**WHAT THIS TASK INVOLVES:** Repeat the material in full. Keep every line exactly as it is.

**DATASET:**
::::::::::
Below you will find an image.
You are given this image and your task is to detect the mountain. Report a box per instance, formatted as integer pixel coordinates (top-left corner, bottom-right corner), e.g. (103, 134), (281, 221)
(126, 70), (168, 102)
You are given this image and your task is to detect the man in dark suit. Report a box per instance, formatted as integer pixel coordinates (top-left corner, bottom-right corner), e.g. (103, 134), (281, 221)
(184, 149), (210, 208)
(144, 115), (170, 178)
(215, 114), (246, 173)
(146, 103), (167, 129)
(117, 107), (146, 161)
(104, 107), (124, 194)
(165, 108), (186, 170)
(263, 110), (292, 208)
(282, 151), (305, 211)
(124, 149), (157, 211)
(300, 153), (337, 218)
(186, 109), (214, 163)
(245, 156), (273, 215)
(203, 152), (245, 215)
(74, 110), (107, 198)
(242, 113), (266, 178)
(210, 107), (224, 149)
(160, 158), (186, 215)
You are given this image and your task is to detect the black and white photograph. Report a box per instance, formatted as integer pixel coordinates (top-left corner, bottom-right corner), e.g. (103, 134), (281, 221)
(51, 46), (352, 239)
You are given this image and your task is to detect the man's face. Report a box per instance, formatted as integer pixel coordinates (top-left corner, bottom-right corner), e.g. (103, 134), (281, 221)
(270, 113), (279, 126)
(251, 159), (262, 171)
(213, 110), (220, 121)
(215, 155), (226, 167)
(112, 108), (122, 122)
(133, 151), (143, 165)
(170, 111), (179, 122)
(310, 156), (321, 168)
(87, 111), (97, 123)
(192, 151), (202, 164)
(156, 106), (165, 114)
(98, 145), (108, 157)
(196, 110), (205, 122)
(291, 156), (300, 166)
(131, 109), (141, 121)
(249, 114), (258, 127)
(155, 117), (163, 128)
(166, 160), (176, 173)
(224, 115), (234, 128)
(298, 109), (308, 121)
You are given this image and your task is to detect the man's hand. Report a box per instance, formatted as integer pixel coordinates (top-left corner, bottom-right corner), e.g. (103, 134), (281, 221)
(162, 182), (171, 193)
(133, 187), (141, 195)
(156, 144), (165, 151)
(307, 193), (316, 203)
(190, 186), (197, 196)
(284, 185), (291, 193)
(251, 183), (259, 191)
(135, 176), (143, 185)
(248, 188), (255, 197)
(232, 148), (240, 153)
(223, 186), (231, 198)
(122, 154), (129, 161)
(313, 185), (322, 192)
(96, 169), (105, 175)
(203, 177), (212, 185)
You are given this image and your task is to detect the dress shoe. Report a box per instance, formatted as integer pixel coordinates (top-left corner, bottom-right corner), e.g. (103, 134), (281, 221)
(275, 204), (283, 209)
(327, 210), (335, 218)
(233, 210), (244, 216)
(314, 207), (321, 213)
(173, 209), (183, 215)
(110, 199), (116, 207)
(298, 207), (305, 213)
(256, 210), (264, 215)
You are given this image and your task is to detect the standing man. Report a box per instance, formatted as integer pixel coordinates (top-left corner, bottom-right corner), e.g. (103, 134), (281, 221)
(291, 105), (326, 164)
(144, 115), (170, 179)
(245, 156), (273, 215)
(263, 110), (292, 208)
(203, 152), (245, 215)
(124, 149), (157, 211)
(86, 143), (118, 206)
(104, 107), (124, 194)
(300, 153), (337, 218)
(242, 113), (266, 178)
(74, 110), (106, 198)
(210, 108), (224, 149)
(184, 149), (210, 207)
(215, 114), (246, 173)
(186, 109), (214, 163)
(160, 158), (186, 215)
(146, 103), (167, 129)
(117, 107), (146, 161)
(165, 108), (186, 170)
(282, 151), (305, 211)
::::::::::
**COMPLETED EXERCISE:**
Below you will find an image.
You are given this image and your task is to detect the mountain. Report a box per instance, formatted as integer pixel coordinates (top-left corner, bottom-right corner), e.g. (103, 134), (281, 221)
(126, 70), (168, 102)
You are given this image and your task is to detect the man in dark suit. Report a box per instance, formatted as integer pixel coordinates (top-left corner, bottom-right corner), e.g. (103, 134), (281, 221)
(184, 149), (210, 208)
(144, 115), (170, 178)
(215, 114), (246, 173)
(146, 103), (167, 129)
(117, 107), (146, 161)
(104, 107), (124, 194)
(165, 108), (186, 170)
(263, 110), (292, 208)
(282, 151), (305, 211)
(124, 149), (157, 211)
(300, 153), (337, 218)
(186, 109), (214, 163)
(245, 156), (273, 215)
(203, 152), (245, 215)
(74, 110), (107, 198)
(242, 113), (266, 178)
(210, 107), (224, 149)
(160, 158), (186, 215)
You are given this image and your task is to detect the black and white photograph. Report a box per instance, formatted as integer pixel coordinates (top-left corner, bottom-right corner), e.g. (103, 134), (281, 221)
(51, 46), (352, 239)
You are given this image and your task is to detect the man's face. Report a box per instance, formatted as integer pixel coordinates (top-left corner, bottom-right corner), e.g. (103, 134), (281, 221)
(270, 113), (279, 126)
(251, 159), (262, 171)
(213, 110), (220, 121)
(215, 155), (226, 167)
(112, 108), (122, 122)
(133, 151), (143, 165)
(170, 111), (179, 122)
(310, 156), (321, 168)
(87, 111), (97, 123)
(192, 151), (202, 164)
(156, 106), (165, 114)
(98, 145), (108, 157)
(196, 110), (205, 122)
(291, 156), (300, 166)
(131, 109), (141, 121)
(249, 114), (258, 127)
(155, 117), (163, 128)
(166, 160), (176, 173)
(224, 115), (234, 128)
(298, 109), (308, 121)
You are given this image and your task is to detect the man's hand. Report a box per instance, formatted as integer pixel coordinates (top-left corner, bottom-right corner), e.g. (103, 134), (281, 221)
(162, 182), (171, 193)
(133, 187), (141, 195)
(156, 144), (165, 151)
(307, 193), (316, 203)
(190, 186), (197, 196)
(284, 185), (291, 193)
(251, 183), (259, 191)
(135, 176), (143, 185)
(248, 188), (255, 197)
(232, 148), (240, 153)
(223, 186), (231, 198)
(122, 154), (129, 161)
(313, 185), (322, 192)
(96, 169), (105, 175)
(203, 177), (212, 185)
You are given this image and your task is to detect the dress shoe. Report a box per instance, formatted as integer pixel coordinates (top-left corner, bottom-right corner), e.g. (103, 134), (281, 221)
(275, 204), (283, 209)
(327, 210), (335, 218)
(233, 210), (244, 216)
(314, 207), (321, 213)
(173, 209), (183, 215)
(110, 199), (116, 207)
(298, 207), (305, 213)
(256, 210), (264, 215)
You are given this image and your task is to detect the standing man. Report a box per instance, formatted as integer pixel coordinates (top-left corner, bottom-right corner), e.g. (103, 134), (281, 221)
(291, 105), (326, 164)
(144, 115), (170, 179)
(245, 156), (273, 215)
(263, 110), (292, 208)
(203, 152), (245, 215)
(124, 149), (157, 211)
(86, 143), (118, 206)
(104, 107), (124, 194)
(300, 153), (337, 218)
(242, 113), (266, 178)
(74, 110), (106, 198)
(210, 108), (224, 149)
(184, 149), (210, 207)
(215, 114), (246, 173)
(186, 109), (214, 163)
(160, 158), (186, 215)
(146, 103), (167, 129)
(117, 107), (146, 161)
(165, 108), (186, 170)
(282, 151), (305, 211)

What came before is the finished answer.